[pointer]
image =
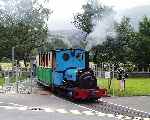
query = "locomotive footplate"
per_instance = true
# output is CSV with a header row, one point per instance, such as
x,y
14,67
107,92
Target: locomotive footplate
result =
x,y
89,93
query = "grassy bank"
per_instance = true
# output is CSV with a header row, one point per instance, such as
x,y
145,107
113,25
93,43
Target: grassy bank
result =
x,y
1,81
134,87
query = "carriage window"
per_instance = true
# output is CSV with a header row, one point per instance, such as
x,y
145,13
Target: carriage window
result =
x,y
78,55
65,56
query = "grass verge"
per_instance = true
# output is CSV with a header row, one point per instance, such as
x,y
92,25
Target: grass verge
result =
x,y
134,87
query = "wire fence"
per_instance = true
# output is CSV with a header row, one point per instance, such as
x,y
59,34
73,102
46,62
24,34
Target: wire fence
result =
x,y
16,81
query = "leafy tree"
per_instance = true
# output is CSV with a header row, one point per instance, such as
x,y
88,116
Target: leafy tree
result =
x,y
26,33
142,44
86,20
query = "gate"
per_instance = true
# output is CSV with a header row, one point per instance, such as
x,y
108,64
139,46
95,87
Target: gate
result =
x,y
16,81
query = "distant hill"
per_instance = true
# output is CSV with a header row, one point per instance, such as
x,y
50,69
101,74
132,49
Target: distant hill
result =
x,y
71,37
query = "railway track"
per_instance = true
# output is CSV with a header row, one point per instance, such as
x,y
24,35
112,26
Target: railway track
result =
x,y
119,111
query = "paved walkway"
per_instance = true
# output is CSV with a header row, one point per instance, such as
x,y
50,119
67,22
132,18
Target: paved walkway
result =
x,y
138,102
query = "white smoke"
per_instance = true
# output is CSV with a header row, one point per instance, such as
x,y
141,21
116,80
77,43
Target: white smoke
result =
x,y
103,28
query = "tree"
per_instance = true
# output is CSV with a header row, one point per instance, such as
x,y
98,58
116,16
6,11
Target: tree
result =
x,y
142,44
26,33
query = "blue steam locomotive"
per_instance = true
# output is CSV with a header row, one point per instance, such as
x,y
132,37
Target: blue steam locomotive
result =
x,y
67,72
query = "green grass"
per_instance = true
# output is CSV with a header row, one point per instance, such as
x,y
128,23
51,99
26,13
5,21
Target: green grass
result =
x,y
134,87
1,81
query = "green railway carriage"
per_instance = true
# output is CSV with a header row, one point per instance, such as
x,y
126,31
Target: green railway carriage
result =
x,y
44,68
67,72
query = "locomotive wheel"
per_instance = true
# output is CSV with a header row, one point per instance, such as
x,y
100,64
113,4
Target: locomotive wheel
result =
x,y
87,80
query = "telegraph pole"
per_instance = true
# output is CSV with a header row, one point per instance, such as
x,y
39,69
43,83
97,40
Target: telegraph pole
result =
x,y
13,59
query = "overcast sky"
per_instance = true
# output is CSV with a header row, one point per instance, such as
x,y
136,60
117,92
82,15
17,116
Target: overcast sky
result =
x,y
63,10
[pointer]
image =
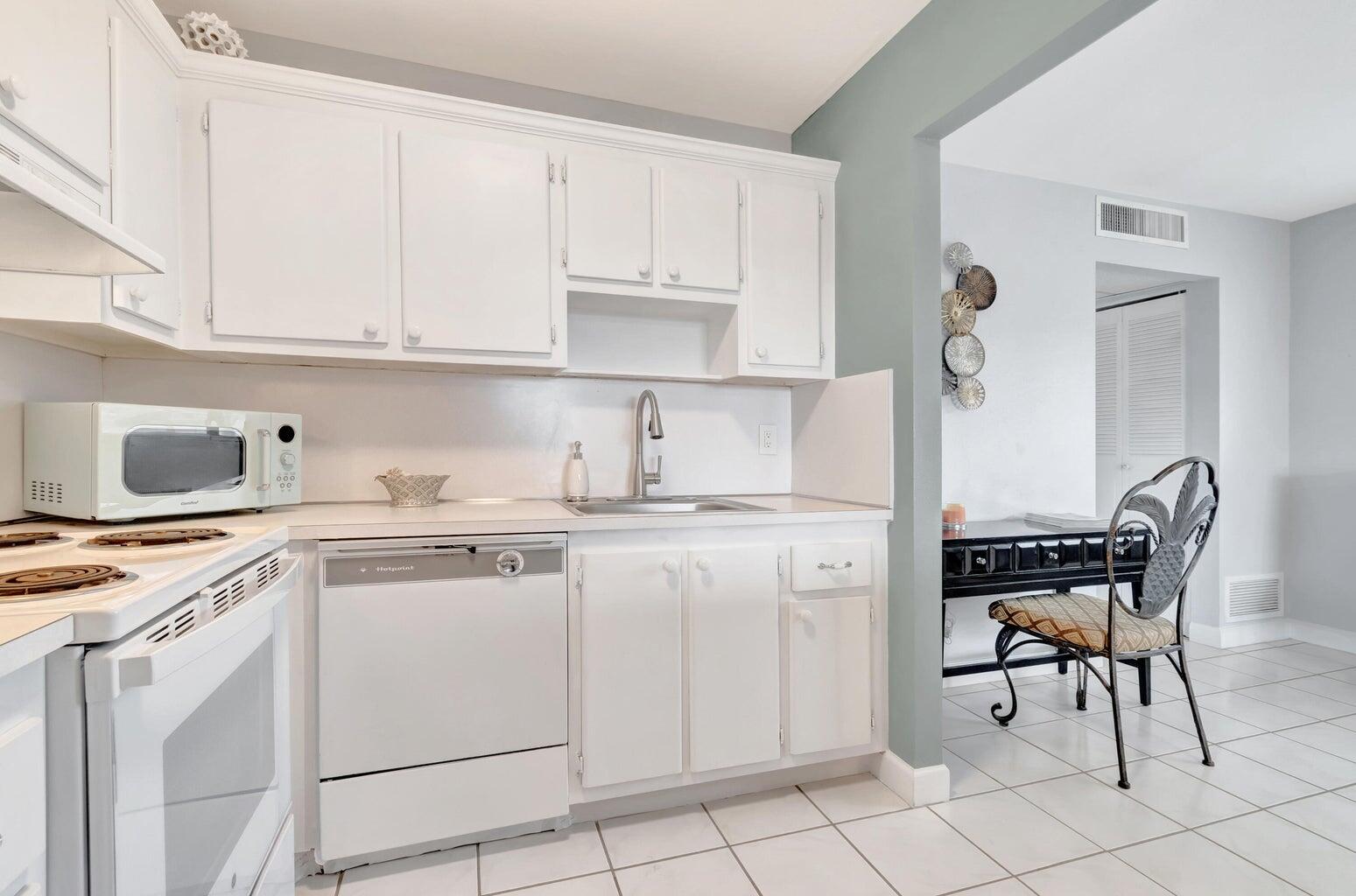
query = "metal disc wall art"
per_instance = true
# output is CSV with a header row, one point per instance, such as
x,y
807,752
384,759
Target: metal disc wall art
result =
x,y
965,355
959,256
978,283
968,395
958,312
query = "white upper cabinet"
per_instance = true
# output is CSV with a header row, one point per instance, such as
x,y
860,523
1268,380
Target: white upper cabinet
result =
x,y
734,656
783,291
608,219
699,229
145,183
54,76
474,244
299,224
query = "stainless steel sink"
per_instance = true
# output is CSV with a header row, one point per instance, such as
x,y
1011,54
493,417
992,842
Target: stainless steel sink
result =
x,y
661,505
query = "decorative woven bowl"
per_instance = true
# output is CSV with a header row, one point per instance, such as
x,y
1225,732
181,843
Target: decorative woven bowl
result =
x,y
411,490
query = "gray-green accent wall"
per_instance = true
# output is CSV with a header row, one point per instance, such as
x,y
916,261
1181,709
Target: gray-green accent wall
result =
x,y
951,63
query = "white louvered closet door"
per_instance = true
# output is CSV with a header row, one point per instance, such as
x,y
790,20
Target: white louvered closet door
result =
x,y
1141,395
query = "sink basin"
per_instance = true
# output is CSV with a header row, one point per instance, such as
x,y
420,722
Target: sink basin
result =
x,y
661,505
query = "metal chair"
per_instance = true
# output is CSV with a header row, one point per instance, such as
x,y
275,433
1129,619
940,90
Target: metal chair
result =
x,y
1084,626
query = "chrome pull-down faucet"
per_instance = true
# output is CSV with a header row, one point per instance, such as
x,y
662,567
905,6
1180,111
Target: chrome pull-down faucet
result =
x,y
640,478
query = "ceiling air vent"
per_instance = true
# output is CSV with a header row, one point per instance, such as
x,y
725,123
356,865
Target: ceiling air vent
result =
x,y
1123,220
1252,598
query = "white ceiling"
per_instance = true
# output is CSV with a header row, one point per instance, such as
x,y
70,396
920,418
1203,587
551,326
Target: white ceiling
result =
x,y
760,63
1239,105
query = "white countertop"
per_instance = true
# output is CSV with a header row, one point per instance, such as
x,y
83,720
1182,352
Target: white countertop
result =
x,y
377,520
26,639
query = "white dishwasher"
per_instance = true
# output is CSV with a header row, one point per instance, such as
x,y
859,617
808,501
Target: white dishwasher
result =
x,y
442,693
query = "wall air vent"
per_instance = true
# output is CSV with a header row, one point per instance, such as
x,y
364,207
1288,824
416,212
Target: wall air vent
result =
x,y
1252,598
1123,220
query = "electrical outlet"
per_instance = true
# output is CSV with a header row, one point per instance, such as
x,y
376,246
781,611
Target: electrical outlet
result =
x,y
766,439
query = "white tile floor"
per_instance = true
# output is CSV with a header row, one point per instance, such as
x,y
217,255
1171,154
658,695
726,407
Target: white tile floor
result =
x,y
1035,808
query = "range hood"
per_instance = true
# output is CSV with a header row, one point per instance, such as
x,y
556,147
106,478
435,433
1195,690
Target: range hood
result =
x,y
44,229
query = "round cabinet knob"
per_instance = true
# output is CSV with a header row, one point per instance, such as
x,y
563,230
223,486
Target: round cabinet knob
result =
x,y
14,87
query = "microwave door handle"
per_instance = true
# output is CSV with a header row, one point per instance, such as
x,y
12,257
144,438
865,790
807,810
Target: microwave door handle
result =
x,y
264,459
150,668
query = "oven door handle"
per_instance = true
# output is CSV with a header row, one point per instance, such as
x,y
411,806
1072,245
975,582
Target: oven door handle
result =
x,y
158,664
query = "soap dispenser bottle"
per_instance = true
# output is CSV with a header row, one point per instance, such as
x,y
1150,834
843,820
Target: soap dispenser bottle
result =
x,y
577,474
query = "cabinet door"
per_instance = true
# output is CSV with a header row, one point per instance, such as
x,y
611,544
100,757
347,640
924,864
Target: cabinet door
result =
x,y
783,276
631,641
299,224
54,59
699,229
734,686
830,674
608,219
145,183
474,244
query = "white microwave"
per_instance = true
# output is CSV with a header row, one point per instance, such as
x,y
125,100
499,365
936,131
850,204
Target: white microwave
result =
x,y
123,461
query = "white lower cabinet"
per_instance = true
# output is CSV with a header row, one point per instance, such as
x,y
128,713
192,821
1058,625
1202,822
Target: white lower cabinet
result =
x,y
734,656
631,636
830,673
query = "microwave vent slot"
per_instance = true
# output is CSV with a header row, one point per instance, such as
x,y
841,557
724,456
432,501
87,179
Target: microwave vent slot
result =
x,y
45,491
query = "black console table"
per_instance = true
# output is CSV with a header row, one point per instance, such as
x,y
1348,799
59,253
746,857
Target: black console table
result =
x,y
1010,556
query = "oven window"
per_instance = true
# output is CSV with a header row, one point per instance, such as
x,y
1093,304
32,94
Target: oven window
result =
x,y
174,459
219,766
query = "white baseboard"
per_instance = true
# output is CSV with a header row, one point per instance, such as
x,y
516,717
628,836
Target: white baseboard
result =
x,y
917,787
1321,634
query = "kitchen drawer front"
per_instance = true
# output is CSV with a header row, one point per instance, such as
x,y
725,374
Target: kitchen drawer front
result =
x,y
24,799
835,564
392,809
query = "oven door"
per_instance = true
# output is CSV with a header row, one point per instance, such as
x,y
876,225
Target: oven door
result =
x,y
189,748
167,461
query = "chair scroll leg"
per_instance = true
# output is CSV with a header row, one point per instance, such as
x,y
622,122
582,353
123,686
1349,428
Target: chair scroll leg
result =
x,y
1005,637
1195,712
1115,716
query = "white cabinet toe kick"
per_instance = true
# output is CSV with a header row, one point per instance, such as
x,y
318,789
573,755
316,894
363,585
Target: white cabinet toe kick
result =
x,y
472,689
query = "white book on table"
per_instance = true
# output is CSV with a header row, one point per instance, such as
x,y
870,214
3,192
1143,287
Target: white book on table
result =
x,y
1066,522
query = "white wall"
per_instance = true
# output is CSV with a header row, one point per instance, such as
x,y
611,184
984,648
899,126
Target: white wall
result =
x,y
1323,486
1032,442
498,437
34,372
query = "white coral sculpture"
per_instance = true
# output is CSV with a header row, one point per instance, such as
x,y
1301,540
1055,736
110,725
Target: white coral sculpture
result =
x,y
207,32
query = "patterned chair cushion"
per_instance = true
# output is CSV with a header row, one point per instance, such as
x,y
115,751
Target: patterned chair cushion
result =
x,y
1081,620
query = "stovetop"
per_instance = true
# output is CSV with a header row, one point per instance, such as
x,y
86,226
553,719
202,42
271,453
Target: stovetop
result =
x,y
113,584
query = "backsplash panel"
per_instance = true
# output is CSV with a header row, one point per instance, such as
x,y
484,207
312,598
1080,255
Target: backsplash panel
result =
x,y
496,437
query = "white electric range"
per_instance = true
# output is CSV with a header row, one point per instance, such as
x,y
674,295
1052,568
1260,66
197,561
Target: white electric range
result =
x,y
168,766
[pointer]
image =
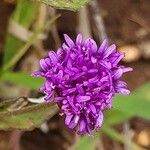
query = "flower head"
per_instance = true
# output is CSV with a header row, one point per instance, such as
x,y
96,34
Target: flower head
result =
x,y
85,78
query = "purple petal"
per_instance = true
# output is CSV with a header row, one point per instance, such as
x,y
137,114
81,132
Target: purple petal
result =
x,y
53,57
83,98
103,46
118,73
91,44
68,40
43,64
68,119
79,39
111,49
82,126
99,120
123,91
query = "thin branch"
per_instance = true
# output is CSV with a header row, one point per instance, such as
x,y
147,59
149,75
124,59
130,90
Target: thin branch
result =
x,y
98,19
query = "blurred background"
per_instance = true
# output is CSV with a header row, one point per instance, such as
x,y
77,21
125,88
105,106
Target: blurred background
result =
x,y
25,38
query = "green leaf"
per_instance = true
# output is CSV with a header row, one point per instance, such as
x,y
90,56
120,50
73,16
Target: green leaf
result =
x,y
66,4
136,104
86,143
114,116
21,114
23,79
23,15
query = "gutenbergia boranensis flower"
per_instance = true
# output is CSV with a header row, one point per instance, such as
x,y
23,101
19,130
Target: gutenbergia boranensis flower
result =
x,y
85,78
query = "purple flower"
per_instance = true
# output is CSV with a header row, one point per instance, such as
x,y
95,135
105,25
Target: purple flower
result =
x,y
85,78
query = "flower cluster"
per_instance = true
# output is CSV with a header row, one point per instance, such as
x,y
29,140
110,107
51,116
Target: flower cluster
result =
x,y
85,78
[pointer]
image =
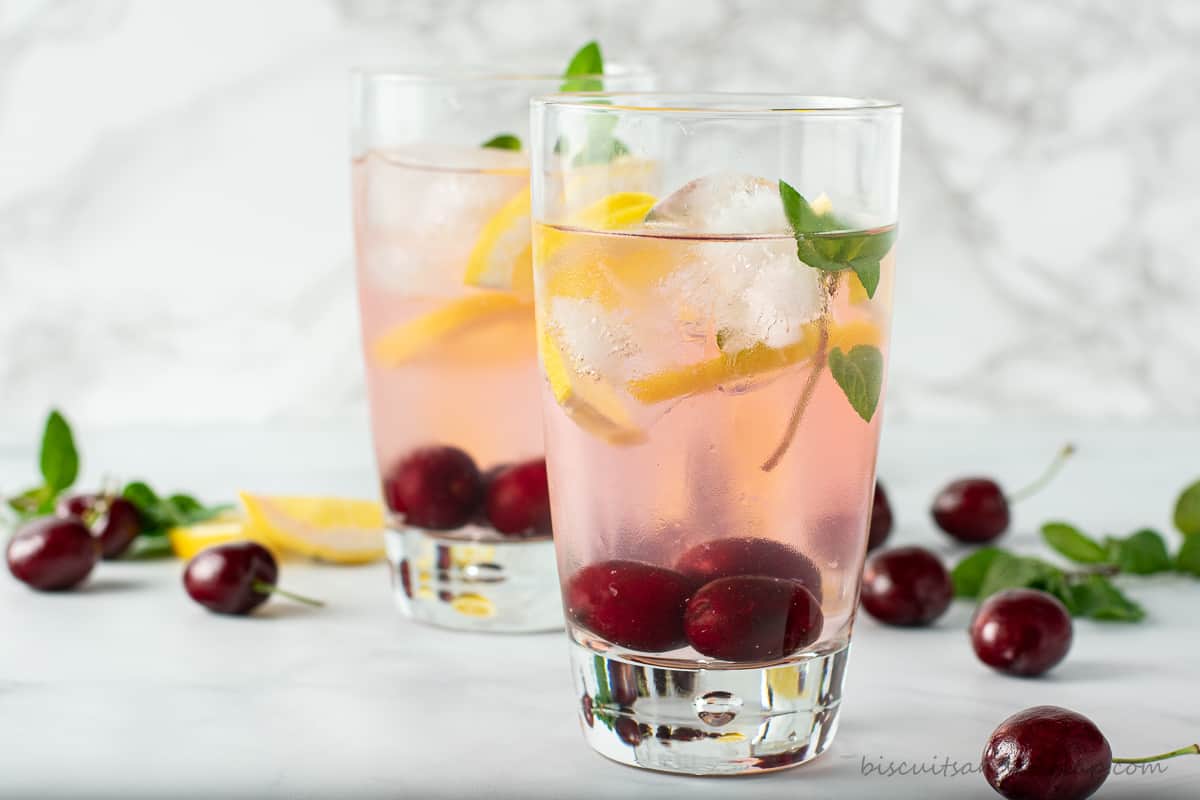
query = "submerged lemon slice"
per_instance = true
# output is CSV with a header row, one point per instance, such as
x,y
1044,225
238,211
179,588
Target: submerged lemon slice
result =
x,y
502,257
330,529
475,316
189,540
594,405
708,374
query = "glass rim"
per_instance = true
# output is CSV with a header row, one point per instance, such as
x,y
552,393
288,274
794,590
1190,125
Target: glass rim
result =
x,y
466,74
717,103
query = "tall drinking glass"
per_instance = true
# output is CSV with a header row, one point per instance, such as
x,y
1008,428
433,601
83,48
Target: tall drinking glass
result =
x,y
713,332
441,182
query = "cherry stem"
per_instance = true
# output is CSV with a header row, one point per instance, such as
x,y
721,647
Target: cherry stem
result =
x,y
1191,750
1067,451
264,588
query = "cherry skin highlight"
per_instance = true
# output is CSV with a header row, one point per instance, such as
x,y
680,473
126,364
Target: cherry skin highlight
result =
x,y
233,578
1047,753
753,618
726,558
1021,632
630,603
437,488
906,585
117,521
53,553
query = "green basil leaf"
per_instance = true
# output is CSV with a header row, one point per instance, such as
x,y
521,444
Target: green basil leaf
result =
x,y
1098,599
1140,553
503,142
1188,558
59,459
1071,542
861,376
969,573
1187,511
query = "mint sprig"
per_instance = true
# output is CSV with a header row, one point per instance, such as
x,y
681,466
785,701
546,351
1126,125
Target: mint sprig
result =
x,y
59,464
1090,595
858,252
503,142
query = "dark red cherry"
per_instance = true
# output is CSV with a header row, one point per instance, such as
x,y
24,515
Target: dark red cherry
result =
x,y
881,518
630,603
906,585
972,510
519,499
1021,631
235,578
53,553
114,521
437,488
1047,753
753,618
725,558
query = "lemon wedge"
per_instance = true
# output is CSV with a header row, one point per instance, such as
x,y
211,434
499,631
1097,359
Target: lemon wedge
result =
x,y
189,540
593,405
759,359
502,257
330,529
481,319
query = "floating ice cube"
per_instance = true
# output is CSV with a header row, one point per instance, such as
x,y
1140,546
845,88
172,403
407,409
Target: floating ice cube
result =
x,y
725,203
748,293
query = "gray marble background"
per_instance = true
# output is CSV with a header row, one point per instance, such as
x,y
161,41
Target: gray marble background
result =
x,y
174,226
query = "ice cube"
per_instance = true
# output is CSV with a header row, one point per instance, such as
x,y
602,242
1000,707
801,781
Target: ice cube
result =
x,y
747,293
725,203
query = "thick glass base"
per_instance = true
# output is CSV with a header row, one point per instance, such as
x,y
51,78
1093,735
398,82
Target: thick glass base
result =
x,y
463,583
708,721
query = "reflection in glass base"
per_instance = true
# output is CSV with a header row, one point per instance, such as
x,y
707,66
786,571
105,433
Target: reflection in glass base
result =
x,y
708,721
460,582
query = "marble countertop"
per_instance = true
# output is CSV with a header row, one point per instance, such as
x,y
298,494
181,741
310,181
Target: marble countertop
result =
x,y
127,689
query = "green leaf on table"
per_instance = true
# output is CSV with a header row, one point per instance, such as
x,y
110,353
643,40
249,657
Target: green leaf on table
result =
x,y
1073,543
1187,511
861,376
1188,558
1140,553
969,573
503,142
585,70
1096,597
59,458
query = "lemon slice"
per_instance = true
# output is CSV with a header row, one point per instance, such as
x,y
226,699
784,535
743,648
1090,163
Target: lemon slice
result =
x,y
502,257
759,359
471,316
593,405
330,529
189,540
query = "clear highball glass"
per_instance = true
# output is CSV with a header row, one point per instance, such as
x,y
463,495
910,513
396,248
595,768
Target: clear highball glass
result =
x,y
713,281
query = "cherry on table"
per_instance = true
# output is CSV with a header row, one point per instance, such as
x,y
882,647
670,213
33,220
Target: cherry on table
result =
x,y
519,499
1048,752
235,578
437,488
976,510
630,603
1021,631
753,618
881,518
113,519
726,558
906,585
53,553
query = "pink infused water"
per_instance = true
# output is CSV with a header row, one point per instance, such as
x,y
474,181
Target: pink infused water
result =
x,y
687,507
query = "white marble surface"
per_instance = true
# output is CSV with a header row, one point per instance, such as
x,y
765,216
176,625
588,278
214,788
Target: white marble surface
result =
x,y
174,234
127,690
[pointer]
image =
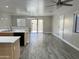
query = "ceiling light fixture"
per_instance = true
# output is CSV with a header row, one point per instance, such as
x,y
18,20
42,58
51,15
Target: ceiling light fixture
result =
x,y
6,6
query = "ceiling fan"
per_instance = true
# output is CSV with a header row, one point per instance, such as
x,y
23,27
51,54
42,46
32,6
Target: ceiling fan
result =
x,y
61,3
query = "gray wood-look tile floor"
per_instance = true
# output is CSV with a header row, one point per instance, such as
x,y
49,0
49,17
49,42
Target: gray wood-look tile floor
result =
x,y
40,47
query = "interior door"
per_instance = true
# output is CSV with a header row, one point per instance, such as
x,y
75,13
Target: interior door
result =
x,y
37,25
34,25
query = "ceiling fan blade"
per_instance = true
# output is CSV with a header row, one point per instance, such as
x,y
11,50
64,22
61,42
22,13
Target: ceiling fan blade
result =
x,y
67,1
51,5
67,4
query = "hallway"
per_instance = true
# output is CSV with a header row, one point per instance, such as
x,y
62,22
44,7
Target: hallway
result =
x,y
41,47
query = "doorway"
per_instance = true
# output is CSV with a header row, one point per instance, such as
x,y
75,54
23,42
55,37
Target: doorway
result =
x,y
37,25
★ ★ ★ ★
ASSIGNED TASK :: For each line above that includes "dark", copy the line.

ANSWER AREA ::
query = "dark red cherry"
Target: dark red cherry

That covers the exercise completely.